**TASK INSTRUCTIONS:** Find every line of the data that contains the word "before" and copy each of those lines. Case must match.
((
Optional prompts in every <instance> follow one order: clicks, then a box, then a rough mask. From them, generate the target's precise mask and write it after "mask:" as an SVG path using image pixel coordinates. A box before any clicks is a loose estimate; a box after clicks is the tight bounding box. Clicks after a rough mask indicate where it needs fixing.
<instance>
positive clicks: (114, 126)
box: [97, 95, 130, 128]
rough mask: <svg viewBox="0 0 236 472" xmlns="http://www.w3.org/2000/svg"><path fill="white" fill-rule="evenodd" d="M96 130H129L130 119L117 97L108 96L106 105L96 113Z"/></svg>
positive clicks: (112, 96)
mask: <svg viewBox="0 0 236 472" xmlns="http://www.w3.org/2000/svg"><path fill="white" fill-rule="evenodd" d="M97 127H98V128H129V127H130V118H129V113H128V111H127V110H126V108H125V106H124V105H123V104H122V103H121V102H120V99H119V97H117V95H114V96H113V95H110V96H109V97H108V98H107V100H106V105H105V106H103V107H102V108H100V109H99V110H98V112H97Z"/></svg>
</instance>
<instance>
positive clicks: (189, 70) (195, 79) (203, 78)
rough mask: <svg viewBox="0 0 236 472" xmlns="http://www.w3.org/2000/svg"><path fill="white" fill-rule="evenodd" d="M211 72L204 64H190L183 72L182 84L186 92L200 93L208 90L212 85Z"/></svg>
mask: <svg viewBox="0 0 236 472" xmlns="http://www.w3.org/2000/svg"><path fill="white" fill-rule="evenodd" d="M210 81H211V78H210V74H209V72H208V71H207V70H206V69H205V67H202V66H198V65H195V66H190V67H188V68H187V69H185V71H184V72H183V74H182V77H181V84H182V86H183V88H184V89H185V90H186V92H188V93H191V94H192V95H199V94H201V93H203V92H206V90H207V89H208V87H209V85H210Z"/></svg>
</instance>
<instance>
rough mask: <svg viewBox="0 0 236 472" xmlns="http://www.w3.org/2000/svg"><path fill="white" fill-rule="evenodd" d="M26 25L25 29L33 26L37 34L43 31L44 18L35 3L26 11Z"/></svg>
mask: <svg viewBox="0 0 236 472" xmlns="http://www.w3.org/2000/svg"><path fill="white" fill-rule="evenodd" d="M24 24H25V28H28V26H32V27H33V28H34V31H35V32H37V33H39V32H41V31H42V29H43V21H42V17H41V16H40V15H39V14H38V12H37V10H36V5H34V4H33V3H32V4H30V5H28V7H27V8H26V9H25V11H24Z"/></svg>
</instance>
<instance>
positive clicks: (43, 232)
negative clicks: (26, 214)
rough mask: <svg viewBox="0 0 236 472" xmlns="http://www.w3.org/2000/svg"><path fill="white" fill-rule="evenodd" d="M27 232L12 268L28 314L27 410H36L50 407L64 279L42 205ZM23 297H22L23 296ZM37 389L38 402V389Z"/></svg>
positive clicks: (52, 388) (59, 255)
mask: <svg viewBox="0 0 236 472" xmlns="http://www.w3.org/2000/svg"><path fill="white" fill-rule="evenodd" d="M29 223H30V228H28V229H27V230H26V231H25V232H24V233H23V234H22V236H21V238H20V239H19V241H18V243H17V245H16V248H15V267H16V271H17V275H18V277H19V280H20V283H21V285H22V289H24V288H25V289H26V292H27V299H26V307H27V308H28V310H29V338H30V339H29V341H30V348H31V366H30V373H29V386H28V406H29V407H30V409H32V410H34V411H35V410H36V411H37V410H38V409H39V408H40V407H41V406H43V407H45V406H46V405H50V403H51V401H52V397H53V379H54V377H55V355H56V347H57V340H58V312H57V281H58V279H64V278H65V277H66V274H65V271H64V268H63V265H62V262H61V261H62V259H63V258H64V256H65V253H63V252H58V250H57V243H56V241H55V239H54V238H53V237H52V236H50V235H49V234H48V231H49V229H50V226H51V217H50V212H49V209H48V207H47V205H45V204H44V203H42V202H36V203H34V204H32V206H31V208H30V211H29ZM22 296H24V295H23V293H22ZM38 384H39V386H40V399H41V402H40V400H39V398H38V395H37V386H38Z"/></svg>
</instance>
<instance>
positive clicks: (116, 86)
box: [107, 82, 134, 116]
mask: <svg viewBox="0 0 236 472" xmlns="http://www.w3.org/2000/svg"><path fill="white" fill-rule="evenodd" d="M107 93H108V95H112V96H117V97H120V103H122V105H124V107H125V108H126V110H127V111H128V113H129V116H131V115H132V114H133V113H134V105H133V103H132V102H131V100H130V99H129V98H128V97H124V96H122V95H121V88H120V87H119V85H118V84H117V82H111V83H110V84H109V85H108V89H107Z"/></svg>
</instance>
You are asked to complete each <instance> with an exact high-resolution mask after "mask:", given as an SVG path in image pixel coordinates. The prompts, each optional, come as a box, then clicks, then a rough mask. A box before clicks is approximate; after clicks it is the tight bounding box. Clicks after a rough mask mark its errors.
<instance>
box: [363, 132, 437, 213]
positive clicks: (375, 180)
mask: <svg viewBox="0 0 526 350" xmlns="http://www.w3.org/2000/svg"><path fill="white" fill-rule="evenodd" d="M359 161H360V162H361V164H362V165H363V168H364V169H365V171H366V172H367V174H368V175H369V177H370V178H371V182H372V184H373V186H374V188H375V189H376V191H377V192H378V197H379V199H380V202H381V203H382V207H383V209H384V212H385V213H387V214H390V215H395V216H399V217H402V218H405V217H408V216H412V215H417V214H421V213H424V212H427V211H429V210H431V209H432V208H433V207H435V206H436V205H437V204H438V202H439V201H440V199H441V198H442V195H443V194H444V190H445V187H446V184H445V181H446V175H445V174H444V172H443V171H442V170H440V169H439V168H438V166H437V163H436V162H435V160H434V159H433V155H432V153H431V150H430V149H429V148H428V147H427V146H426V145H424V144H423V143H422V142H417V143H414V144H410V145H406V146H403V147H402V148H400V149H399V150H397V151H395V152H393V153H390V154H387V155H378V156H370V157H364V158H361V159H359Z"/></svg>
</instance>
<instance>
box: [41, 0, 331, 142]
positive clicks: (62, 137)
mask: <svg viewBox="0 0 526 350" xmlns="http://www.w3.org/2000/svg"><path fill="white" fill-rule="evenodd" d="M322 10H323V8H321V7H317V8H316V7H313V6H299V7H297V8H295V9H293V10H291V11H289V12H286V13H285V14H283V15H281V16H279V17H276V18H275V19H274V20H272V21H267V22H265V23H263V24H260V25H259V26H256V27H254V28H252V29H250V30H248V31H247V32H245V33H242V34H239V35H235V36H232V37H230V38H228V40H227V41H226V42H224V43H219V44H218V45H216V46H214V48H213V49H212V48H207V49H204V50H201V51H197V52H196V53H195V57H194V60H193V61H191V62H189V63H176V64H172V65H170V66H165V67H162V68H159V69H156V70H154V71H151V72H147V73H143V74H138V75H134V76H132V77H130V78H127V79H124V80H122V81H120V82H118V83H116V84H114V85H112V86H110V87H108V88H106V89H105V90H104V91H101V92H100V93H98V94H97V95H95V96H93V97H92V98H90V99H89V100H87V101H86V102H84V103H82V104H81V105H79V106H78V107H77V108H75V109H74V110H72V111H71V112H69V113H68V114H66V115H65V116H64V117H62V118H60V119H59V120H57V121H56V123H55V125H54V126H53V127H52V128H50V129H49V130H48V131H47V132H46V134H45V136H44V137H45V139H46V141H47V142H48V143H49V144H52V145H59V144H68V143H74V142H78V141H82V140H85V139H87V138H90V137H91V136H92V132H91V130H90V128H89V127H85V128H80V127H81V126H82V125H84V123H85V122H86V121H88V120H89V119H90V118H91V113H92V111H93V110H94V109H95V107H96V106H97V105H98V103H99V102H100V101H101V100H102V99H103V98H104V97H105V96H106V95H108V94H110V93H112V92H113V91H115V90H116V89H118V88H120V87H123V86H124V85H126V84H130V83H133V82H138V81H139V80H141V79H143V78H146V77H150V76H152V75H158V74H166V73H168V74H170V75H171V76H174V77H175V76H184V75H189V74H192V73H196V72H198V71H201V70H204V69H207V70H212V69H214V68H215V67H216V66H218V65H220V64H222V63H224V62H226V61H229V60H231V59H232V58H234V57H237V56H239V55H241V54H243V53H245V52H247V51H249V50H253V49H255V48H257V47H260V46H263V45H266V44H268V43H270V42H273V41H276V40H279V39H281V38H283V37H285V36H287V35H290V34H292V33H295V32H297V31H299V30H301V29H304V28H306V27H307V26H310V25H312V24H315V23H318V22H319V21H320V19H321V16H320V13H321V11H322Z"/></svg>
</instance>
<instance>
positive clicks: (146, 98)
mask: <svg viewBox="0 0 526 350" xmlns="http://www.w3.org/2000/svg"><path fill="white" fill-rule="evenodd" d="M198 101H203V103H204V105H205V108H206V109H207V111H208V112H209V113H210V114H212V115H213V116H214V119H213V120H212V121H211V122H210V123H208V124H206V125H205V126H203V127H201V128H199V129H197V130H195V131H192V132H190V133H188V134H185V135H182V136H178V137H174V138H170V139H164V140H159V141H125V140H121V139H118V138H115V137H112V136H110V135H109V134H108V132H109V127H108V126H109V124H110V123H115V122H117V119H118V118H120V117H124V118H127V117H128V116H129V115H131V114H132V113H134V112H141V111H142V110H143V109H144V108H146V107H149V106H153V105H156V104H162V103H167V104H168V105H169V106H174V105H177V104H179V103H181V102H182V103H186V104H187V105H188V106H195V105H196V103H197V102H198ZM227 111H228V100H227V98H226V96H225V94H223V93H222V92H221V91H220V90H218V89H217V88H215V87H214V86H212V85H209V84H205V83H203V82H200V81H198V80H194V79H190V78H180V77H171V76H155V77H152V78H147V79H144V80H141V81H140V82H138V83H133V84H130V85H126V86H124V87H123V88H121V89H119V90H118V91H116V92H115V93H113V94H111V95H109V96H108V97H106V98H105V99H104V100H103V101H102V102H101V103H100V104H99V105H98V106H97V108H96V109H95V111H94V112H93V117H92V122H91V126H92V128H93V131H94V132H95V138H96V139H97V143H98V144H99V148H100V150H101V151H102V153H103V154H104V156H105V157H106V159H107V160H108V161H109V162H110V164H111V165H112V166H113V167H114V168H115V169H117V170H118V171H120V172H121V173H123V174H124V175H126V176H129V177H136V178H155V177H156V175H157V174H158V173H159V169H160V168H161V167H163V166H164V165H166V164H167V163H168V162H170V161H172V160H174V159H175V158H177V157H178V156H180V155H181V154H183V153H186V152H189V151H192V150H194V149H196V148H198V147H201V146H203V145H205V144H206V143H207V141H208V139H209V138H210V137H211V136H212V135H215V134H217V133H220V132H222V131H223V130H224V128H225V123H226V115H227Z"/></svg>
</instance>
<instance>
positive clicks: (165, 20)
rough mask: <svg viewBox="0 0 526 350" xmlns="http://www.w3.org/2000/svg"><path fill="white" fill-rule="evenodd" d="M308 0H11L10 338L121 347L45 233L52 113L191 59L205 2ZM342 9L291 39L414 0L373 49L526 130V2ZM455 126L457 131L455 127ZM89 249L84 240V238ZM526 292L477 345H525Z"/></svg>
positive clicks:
))
**ANSWER SPACE:**
Optional prompts in every <instance> follow one order: clicks, then a box, then a rough mask. From them, generate the target's precise mask and write it after "mask:" as an SVG path using image pixel coordinates. A box before any clicks is a loose estimate; a box after clicks is the tight bounding box. Clicks after a rough mask indicate where it needs fixing.
You are asked to complete each <instance> with an exact high-resolution mask after "mask:", given as an SVG path in image pixel coordinates. The prompts, each optional, come as a box, then clicks, then a rough mask. A box before clicks is approximate; after clicks it is the tight bounding box. Clicks after a rough mask mark its errors.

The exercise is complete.